What is required:
Rewrite the passage of the post on Facebook advertising that opens with "I’ve advertised on" and closes with "clicks per CPM.", updating "DIGG" to "Reddit".

Text block:
====================

More Facebook Monetization drama
Looks like a report showing that facebook’s CTR is around .04% and they and they might get bought by mircosoft is sparking a lot of speculation again.
From all the posts on facebooks CTR problem it looks like people are coming to the same conclusion I came to 8 months ago. That being that given Facebooks extremely LOW ctr they have no way of making huge amounts of money. Facebook can never monitize like google can because the Unique user to pageview ratio is far to high.
I’ve advertised on facebook a few times as a test, and again last week when their inventory got triggered by adsense ads. It is by far the worst site of all time to advertise. I got over 2000 clicks and 1!!! signup. The biggest problem with facebook is that nearly everyone clicking on ads is doing so accidently or using the service much in the way people use DIGG, ie to waste time/browse.
with a CTR of 0.04% facebook gets 0.4 clicks per 1000 ad impressions, or .4 clicks per CPM.
5 cent/CPM = 12.5 cents a click
50 cent/CPM = $1.25 a click
$1.00/CPM = $2.50 a click
$15.00/CPM = $37.50 a click
Brad Feld suggests that apps on facebook can get 50 cents/CPM to $15.00 a CPM. Looking at the above math that is clearly impossible. Note that the average price on search engines per click is only ~50 cents
Facebook really only has 2 options. Move the ads into better positions which will raise revenues by at least doubling CTR. 2 Find advertisers like myspace did that are willing to pay high CPM’s. But there are a very limited number of advertisers willing to pay insane prices.
July 13, 2007 at 3:11 am
Re: high CPMs. You say that there are limited advertisers willing to pay high CPMs (where you are presumably defining high as > $5 or $10 / CPM.) I disagree - I see a large population of advertisers willing to pay this. They are buying something different than keyword clicks on search engines - they are buying interactive display advertising. The CPM range for this seems to be $5 - $50 (I’ve seen some above $50) depending on eCPA. As more and more ad spend goes online, it continues to hunt for places to play, and as long as the eCPA is interesting (depending on however the advertiser measures it), the CPM is merely an input (rather than the anchoring variable.)
July 13, 2007 at 5:17 am
.04 is super low…. I get from 2 -4 percent depending on the day. I don’t get facebook sized traffic though.
July 13, 2007 at 5:54 am
Sure, $50 CPM from perhaps Forbes.com?
Advertisers are smart. They might pay per CPM but that doesn’t mean they are buying by it. No reason to blow millions on garbage traffic when that same money can go to high quality domain names, targeted search marketing, or dirt cheap viral campaigns.

====================

(Saved entries)

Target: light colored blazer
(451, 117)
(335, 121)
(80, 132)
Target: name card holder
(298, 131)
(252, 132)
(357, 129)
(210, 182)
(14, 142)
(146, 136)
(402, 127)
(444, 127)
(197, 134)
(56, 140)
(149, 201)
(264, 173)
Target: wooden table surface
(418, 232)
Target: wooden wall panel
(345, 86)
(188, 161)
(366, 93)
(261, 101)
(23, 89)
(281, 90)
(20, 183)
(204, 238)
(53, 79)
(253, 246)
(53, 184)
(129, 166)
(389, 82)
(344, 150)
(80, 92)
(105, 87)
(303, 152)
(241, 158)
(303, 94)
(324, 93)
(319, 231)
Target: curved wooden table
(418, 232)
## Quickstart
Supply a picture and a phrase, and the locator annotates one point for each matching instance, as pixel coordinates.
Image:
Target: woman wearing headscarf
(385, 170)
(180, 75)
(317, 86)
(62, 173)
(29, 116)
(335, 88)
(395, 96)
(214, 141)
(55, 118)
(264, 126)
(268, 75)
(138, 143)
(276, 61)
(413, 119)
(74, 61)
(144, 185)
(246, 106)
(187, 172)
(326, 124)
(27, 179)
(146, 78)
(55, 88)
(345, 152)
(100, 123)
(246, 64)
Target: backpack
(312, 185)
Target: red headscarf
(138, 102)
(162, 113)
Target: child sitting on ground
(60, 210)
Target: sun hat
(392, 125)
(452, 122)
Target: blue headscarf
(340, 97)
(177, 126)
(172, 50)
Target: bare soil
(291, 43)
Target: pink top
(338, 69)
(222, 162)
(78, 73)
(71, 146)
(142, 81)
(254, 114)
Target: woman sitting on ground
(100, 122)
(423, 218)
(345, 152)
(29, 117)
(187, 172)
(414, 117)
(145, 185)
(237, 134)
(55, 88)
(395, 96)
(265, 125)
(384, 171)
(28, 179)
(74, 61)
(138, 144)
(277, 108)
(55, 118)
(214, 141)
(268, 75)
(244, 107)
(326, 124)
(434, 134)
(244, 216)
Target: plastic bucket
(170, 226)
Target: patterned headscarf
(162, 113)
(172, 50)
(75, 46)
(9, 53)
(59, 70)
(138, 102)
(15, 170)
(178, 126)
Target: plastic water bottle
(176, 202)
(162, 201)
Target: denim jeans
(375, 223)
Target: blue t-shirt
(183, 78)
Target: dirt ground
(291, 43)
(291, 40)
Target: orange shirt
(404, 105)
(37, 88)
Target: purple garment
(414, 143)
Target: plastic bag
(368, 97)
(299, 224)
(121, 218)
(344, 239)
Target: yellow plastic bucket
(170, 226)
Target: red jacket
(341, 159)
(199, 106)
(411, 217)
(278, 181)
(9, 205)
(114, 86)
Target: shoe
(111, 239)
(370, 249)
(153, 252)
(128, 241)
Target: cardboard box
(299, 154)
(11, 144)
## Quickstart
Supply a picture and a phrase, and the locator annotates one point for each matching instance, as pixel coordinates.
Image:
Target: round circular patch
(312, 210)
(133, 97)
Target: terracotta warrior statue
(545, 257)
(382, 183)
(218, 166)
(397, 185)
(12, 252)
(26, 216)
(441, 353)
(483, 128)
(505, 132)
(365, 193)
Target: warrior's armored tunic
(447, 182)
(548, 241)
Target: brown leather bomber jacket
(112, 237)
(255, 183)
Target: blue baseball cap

====================

Exercise answer:
I’ve advertised on facebook a few times as a test, and again last week when their inventory got triggered by adsense ads. It is by far the worst site of all time to advertise. I got over 2000 clicks and 1!!! signup. The biggest problem with facebook is that nearly everyone clicking on ads is doing so accidently or using the service much in the way people use Reddit, ie to waste time/browse.
with a CTR of 0.04% facebook gets 0.4 clicks per 1000 ad impressions, or .4 clicks per CPM.